Praise for Days of Awe

“A. M. Homes skillfully circles and tugs at the question of what it means to live in flawed, fragile, hungry human bodies. . . . Days of Awe is sliced through with Homes’s dark humor. . . . One wants to read passages of a Homes story aloud because they are so fine. . . . Days of Awe feels like the part of the day when the sun is about to go down and the light is brighter while the shadows are darker. Everything has a sharp edge, is strikingly beautiful and suddenly also a little menacing.”

—Ramona Ausubel, The New York Times Book Review

“Exuberantly transgressive.”

O, the Oprah Magazine

“[Homes] has shown a unique penchant for cracking open the dark heart of human nature—with irreverent wit, devastating empathy, and haunting shocks . . . Days of Awe [is] a memorable assortment of new tales about family, love, death, and an unqualified man who somehow stumbles into becoming a populist political candidate.”

—Mary Elizabeth Williams, Salon

“Homes’s keen ear for speech—surreal as her characters’ conversations often are—lends itself to varying degrees of self-aware misunderstanding, highlighting the complexity of language and the challenges . . . The impossibility of knowing another person completely is one of life’s painful truths, and [this] collection remind us of that—but [it] also shows that there are, at least, tools available to help us try.”

Vanity Fair

“Fascinating . . . I consumed these stories exactly like a spectator of a good fight or a neighbor peering through the hedge, and I felt sharply observed in turn. Homes, with her fierce sharp wit, reveals her characters’ deep flaws. No one gets away with anything and the spectacle is delightful.”

—Molly Livingston, The Paris Review Daily

“With dark humor and sharp dialogue, Homes plumbs the depths of everyday American anxieties through stories about unexpected situations.”

Time

“In the title story, a Holocaust survivor taps into a theme of the collection when he describes the way people hold the history of previous generations inside them. ‘We carry it with us, not just in our grandmother’s silver,’ he says, ‘but in our bodies, the cells of our hearts.’”

The Wall Street Journal

“Versatile and imaginative, Homes brings her literary daring and prowess . . . to short stories. . . . In her third provocative story collection, she displays her command of the viciously realistic and the pointedly surreal, the comic and the tragic. A master of honed dialogue—play-like in their momentum, many of these tales have an Edward Albee aura—Homes is also potently visual and acknowledges artists who inspire her. . . . [It] is the searing precision of her language and her profound and thorny concerns that infuse these unpredictable tales with their unnerving power. . . . Virtuoso Homes, aligned with Grace Paley, Joy Williams, and Lydia Millet, is fierce, witty, defining, and compassionate.”

Booklist (starred review)

“With her signature humor and compassion, A. M. Homes exposes the heart of an uneasy America in her new collection—exploring our attachments to each other through characters who aren’t quite who they hoped to become, though there is no one else they can be.”

[Records drawn from a data source]
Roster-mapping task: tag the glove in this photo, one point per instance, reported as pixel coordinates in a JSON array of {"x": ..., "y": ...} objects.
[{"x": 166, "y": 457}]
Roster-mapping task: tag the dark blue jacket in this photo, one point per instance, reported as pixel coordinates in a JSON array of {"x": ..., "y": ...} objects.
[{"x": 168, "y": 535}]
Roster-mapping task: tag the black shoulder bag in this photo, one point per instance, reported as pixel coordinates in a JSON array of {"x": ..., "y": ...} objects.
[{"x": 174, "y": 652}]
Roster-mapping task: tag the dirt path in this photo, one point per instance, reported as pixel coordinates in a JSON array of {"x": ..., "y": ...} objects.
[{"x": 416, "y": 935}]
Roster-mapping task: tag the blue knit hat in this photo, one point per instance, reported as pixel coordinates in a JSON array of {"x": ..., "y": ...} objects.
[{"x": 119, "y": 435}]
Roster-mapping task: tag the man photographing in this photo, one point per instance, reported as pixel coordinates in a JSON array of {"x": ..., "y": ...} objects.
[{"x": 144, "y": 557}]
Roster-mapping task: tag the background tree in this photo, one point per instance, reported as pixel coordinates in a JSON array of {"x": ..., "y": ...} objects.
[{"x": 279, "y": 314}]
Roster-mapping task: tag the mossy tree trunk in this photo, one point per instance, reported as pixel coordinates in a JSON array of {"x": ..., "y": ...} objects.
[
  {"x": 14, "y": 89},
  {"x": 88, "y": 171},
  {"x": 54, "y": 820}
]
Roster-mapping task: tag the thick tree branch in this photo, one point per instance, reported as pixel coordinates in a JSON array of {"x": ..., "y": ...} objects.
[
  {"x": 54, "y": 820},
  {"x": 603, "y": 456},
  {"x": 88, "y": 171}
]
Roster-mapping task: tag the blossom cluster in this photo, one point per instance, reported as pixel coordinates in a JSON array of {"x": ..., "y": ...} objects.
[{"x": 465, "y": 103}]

**What to do:**
Reproduce the praise for Days of Awe starting at "The Wall Street" and ending at "Booklist (starred review)". These items have nothing to do with the praise for Days of Awe.

**Solved exercise:**
The Wall Street Journal

“Versatile and imaginative, Homes brings her literary daring and prowess . . . to short stories. . . . In her third provocative story collection, she displays her command of the viciously realistic and the pointedly surreal, the comic and the tragic. A master of honed dialogue—play-like in their momentum, many of these tales have an Edward Albee aura—Homes is also potently visual and acknowledges artists who inspire her. . . . [It] is the searing precision of her language and her profound and thorny concerns that infuse these unpredictable tales with their unnerving power. . . . Virtuoso Homes, aligned with Grace Paley, Joy Williams, and Lydia Millet, is fierce, witty, defining, and compassionate.”

Booklist (starred review)